### GIVEN RECORDS
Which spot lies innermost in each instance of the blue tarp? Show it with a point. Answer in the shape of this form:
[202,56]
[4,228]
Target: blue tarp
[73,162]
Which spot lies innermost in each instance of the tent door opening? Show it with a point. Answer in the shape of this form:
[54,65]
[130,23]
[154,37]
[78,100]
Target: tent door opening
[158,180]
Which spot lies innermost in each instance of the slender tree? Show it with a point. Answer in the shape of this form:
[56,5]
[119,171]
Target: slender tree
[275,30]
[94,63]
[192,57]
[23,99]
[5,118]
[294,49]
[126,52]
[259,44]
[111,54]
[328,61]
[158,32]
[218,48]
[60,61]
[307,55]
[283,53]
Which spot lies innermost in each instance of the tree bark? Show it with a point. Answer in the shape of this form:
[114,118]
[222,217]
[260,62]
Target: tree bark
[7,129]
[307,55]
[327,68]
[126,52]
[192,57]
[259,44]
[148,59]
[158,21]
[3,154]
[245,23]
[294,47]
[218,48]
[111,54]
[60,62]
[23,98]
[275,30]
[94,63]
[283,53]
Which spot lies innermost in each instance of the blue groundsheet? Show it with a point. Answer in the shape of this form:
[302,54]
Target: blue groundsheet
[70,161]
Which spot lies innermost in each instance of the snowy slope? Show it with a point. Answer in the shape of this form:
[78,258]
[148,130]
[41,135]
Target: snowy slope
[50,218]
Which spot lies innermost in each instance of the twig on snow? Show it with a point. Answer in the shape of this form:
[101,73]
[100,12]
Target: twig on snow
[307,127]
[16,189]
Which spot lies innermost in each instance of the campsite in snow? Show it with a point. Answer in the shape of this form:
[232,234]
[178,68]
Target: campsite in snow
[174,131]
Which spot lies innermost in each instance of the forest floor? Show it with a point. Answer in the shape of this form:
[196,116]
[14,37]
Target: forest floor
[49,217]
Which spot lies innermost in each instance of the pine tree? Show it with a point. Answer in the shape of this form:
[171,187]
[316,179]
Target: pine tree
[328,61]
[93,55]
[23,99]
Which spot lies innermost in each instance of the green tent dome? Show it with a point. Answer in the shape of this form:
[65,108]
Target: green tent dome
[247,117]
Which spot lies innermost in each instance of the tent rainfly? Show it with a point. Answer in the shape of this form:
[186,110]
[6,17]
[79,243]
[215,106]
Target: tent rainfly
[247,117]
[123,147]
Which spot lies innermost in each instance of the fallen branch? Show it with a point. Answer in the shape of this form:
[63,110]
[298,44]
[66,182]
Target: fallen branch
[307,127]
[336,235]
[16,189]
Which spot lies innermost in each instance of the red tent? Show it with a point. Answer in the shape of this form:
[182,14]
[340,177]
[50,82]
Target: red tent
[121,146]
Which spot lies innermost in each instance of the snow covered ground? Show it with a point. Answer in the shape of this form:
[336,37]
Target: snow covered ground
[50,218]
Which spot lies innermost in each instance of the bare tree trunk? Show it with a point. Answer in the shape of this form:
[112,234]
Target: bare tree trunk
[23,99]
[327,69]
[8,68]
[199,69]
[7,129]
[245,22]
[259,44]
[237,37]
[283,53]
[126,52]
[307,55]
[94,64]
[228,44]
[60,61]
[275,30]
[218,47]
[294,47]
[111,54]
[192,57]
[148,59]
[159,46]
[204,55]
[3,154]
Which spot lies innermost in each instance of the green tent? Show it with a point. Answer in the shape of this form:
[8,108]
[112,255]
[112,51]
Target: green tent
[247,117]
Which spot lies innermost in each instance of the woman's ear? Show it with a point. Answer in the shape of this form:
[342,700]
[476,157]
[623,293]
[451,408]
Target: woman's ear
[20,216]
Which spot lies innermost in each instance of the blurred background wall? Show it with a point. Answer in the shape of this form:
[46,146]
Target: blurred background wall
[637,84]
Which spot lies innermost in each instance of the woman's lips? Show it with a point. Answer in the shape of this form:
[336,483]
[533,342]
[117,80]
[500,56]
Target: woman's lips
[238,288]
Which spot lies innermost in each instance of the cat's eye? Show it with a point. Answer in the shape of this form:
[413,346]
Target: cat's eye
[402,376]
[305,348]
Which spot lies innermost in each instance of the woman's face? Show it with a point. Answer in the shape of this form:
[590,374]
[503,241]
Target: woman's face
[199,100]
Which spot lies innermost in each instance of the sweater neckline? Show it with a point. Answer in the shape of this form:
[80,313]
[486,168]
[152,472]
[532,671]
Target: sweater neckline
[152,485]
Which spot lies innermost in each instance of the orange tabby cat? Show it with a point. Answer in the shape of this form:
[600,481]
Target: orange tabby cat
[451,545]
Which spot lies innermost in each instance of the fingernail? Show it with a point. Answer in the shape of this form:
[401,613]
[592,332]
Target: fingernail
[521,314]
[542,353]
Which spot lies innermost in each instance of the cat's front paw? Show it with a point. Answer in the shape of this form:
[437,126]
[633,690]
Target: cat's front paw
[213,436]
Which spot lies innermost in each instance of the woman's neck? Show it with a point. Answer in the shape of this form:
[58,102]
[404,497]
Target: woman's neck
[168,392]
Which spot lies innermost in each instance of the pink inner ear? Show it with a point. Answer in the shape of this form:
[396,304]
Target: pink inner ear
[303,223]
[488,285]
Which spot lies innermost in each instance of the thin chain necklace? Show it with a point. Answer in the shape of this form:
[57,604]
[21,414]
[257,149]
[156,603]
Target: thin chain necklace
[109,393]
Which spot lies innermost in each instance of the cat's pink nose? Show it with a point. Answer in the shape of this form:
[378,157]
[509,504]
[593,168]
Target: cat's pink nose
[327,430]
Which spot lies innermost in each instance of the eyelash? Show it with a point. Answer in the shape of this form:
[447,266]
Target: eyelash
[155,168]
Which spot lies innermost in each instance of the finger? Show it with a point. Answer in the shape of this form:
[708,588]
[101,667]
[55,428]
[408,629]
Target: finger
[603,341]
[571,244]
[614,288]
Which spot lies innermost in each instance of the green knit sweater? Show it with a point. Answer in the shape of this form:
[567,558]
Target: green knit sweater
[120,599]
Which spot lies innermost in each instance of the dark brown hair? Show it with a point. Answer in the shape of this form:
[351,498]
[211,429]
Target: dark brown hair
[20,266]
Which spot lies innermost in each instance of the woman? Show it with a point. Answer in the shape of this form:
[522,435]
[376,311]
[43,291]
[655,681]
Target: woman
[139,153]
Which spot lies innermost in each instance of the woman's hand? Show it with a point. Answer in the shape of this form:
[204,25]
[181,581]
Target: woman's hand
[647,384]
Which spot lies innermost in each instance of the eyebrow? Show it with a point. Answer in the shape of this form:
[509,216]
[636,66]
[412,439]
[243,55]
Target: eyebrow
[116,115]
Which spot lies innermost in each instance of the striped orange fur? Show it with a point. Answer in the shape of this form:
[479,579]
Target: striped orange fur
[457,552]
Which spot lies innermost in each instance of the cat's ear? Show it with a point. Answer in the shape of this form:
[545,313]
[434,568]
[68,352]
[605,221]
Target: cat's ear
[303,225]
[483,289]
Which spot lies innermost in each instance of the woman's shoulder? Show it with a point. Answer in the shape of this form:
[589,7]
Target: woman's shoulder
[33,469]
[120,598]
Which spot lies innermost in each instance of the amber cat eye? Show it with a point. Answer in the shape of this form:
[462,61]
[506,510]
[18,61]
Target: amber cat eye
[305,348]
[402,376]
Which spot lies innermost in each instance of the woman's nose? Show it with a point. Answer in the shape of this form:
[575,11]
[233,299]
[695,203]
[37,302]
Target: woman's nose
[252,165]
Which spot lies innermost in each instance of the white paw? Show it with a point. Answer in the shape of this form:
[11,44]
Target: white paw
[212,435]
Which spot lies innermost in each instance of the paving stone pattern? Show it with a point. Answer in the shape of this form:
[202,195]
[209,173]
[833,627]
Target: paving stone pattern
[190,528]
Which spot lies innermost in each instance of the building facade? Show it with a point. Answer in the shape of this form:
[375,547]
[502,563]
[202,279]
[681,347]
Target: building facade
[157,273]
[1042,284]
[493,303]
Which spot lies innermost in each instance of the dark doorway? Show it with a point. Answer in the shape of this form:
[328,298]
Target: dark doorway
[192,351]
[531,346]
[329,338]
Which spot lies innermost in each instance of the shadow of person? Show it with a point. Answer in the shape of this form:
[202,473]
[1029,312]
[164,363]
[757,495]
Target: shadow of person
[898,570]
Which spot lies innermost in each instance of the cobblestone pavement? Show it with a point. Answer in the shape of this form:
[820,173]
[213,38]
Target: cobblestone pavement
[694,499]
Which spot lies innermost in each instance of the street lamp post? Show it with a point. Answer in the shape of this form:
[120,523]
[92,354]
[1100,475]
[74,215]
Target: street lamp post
######
__TASK GOAL__.
Quote exactly and only the lines from the one holding "Which spot lies innermost in each instance of the paving" through the end of the data.

__CORRECT RESPONSE__.
Which spot lies innermost in each instance of the paving stone pattern? Show it with a point. Answer in the shape of this form:
[202,195]
[209,173]
[833,627]
Target: paving stone pattern
[190,528]
Which spot lies innermost in each instance of the building facade? Show it with a point. Answer in the shape of this form:
[375,547]
[502,563]
[202,279]
[681,347]
Target: building facade
[157,273]
[1042,284]
[493,303]
Which spot lies innermost in each instance of the dark doorway? Show it with a point. Answer in the shape of this form:
[328,298]
Target: dark doorway
[192,351]
[531,346]
[329,338]
Which spot lies innermost in each instance of the shadow of person? Show it with a point. Answer in the shape of this form:
[202,473]
[1029,312]
[164,363]
[757,495]
Target: shadow of person
[898,570]
Which spot lies innermost in each instance of the cobblestone pavement? Show it with a point. Answer in the shape of this form:
[820,173]
[213,38]
Target: cobblestone pavement
[694,499]
Which spot lies innermost in each instance of the street lamp post? Show it with a point. Answer in the shape of this form:
[120,523]
[92,354]
[1100,475]
[74,215]
Target: street lamp post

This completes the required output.